● **Task details**
Transcribe the records word for word, starting at the line that contains "yellow flower bud, including" and ending at the last line of the records, with both of those lines included.

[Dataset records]
=-=-=-=-=

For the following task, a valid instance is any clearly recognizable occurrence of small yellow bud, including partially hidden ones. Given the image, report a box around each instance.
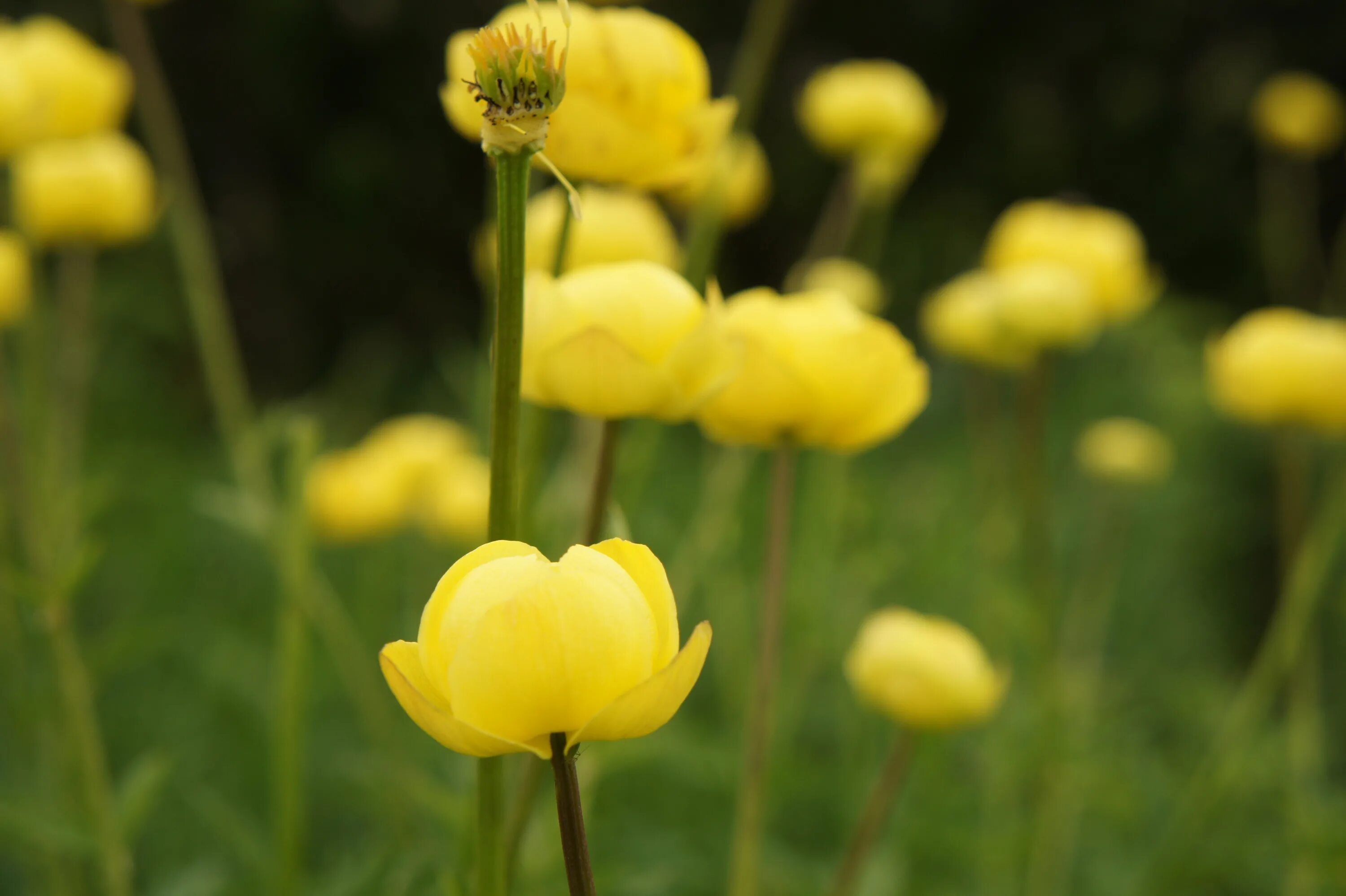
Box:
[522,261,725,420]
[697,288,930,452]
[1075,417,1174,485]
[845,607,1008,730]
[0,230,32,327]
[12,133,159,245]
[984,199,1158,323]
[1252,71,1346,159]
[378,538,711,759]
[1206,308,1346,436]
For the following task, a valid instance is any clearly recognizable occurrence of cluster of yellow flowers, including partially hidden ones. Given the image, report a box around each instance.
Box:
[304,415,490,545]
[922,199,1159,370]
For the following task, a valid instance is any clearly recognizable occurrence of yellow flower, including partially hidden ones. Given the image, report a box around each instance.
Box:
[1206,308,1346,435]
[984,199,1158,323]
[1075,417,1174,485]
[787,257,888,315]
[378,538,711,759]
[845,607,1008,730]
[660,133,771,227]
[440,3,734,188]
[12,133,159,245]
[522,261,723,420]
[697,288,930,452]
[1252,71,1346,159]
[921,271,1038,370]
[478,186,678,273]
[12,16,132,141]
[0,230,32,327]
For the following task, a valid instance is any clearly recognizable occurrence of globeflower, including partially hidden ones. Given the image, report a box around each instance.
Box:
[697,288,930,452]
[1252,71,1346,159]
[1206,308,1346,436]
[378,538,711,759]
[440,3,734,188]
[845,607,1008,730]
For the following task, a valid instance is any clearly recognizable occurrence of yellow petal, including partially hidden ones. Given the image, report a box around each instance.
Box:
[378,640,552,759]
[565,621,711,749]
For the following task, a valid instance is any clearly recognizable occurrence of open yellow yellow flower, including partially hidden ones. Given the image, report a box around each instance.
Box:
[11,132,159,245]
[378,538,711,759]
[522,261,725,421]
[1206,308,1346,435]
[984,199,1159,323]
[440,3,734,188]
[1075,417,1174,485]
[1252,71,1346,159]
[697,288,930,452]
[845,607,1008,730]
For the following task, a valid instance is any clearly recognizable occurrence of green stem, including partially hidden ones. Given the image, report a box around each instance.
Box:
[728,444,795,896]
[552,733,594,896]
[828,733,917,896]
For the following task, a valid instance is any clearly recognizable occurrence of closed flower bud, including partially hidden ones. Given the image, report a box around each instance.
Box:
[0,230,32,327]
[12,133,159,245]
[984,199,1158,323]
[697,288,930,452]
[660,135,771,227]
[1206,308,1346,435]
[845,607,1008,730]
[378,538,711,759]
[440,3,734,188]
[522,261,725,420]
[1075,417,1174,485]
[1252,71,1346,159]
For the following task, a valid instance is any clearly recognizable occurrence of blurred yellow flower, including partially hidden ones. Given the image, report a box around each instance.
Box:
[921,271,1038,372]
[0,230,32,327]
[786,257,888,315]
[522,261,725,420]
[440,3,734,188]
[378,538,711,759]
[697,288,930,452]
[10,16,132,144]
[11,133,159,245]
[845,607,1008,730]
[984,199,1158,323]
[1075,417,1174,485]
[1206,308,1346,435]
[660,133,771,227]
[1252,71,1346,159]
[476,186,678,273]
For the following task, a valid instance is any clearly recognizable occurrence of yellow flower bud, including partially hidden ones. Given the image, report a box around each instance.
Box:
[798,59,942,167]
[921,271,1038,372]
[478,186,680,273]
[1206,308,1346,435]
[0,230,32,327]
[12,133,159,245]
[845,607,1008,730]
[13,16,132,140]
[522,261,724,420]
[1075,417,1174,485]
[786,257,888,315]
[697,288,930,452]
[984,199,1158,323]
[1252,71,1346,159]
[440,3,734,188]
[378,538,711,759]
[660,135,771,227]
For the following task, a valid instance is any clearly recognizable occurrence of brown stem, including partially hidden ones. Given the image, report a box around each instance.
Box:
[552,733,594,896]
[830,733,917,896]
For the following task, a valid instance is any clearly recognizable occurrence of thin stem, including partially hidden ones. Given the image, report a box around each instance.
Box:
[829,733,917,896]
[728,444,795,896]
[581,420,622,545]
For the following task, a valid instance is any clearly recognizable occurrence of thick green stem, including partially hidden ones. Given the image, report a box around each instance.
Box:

=-=-=-=-=

● **Task response**
For the following task, a valid instance is any clearly recognizable occurrence of yellow flower bud, including partially hidden ones. Given the image, report a box around each instance.
Box:
[798,59,942,167]
[921,271,1038,372]
[478,186,680,273]
[1206,308,1346,435]
[0,230,32,327]
[12,133,159,245]
[845,607,1008,730]
[13,16,132,140]
[522,261,724,420]
[1075,417,1174,485]
[786,257,888,315]
[697,288,930,452]
[984,199,1158,323]
[1252,71,1346,159]
[440,3,734,188]
[378,538,711,759]
[660,135,771,227]
For the following task, a valid instance is any clearly recognizable occurrence of brown stem, including partially hidden ones. Given the image, report a box around each instance.
Box:
[552,733,594,896]
[830,733,917,896]
For the following task, a valid instance is any clearly recognizable occurrence of thin stem, including partially hidden ones. Given the image, report a box around each instance.
Box:
[829,733,917,896]
[728,444,795,896]
[581,420,622,545]
For the following task, a valid instance is any clearly recognizable occurrence of thick green stem, including partially hidden ones. Given the image, report a box around each instance.
Box:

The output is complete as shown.